• Stated goal a: Return each line in the records below that contains the word "concrete".

Okay – this is going a very GW mailing list, but Jamie lobbed me this video of Bob Naismith talking about designing the first Space Marine. Coo!
Peter Milligan being interviewed over at the TCJ, about his whole career in a lengthy and excellent interview. Great stuff. He’s obviously a huge influence on me. Well… not obviously, as few people mention it, but he is.
It’s been a slow start to the year because I took a week off to visit the inlaws for a late Christmas, which was fun. I’ve handed in my first script of the year Yesterday – Immortal X-men 12, the Colossus PoV. It’s led to me starting to read Dostoevsky for the first time in ages, which is a definite win. The second I finish this, I’ll be back to pulling together a better synopsis for everything I’m writing through Fall of X, and will be chatting about it with Jordan later. I also have a bunch of fun meetings on the card, which I clearly can’t talk about, but I can definitely be the sort of shithead who writes teasy sentences like that.

• Dataset entries:
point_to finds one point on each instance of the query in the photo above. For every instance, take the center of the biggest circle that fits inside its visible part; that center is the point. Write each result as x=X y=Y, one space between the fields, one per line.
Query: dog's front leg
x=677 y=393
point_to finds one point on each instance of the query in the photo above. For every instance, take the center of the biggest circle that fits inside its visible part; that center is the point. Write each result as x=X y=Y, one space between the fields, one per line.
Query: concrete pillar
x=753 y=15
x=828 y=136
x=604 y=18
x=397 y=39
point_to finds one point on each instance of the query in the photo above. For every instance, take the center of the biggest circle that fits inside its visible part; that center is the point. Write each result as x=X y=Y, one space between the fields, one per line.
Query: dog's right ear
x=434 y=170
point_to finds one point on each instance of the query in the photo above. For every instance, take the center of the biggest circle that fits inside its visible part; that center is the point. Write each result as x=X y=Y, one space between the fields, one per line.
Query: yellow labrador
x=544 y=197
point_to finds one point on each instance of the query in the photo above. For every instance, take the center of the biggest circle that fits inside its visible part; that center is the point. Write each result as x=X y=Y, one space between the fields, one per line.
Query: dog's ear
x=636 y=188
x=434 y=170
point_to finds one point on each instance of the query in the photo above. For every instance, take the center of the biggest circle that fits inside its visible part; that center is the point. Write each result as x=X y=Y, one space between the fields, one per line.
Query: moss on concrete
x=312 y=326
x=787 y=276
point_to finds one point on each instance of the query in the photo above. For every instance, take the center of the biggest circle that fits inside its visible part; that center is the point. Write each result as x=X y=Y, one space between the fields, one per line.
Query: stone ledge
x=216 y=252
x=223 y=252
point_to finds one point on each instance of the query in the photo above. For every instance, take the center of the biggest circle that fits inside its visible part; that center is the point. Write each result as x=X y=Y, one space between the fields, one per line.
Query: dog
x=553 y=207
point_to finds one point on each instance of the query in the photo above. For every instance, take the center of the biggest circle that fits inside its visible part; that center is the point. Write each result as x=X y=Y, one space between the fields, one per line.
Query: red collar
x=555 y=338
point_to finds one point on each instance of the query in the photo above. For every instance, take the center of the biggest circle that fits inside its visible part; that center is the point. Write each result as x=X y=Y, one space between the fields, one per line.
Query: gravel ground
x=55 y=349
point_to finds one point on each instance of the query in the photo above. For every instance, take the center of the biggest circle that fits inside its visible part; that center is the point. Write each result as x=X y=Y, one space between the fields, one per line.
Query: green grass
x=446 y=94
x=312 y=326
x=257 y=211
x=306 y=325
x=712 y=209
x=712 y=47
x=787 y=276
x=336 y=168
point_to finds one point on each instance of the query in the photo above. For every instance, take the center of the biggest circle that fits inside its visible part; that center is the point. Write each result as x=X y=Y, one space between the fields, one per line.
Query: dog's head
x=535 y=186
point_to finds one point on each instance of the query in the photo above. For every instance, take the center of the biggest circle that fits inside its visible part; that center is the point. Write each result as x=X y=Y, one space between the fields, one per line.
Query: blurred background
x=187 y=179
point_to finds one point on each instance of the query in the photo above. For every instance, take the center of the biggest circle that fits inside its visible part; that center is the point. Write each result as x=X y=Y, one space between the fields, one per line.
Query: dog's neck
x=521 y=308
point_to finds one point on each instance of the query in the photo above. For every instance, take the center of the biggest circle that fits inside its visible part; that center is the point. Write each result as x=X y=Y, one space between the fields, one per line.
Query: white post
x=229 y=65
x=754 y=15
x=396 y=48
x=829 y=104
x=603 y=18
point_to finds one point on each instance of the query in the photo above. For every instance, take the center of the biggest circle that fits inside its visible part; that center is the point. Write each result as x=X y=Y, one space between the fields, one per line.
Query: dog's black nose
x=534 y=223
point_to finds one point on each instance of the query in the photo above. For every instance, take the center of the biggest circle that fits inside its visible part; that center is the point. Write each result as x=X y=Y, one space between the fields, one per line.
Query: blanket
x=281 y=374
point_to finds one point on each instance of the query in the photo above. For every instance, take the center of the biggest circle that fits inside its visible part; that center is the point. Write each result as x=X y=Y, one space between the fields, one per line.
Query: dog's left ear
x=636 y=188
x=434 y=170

• Stated goal b: Echo the blog post above word for word, from its first sentence to its last.

• Answer a:
Query: concrete pillar
Query: moss on concrete

• Answer b:
Okay – this is going a very GW mailing list, but Jamie lobbed me this video of Bob Naismith talking about designing the first Space Marine. Coo!
Peter Milligan being interviewed over at the TCJ, about his whole career in a lengthy and excellent interview. Great stuff. He’s obviously a huge influence on me. Well… not obviously, as few people mention it, but he is.
It’s been a slow start to the year because I took a week off to visit the inlaws for a late Christmas, which was fun. I’ve handed in my first script of the year Yesterday – Immortal X-men 12, the Colossus PoV. It’s led to me starting to read Dostoevsky for the first time in ages, which is a definite win. The second I finish this, I’ll be back to pulling together a better synopsis for everything I’m writing through Fall of X, and will be chatting about it with Jordan later. I also have a bunch of fun meetings on the card, which I clearly can’t talk about, but I can definitely be the sort of shithead who writes teasy sentences like that.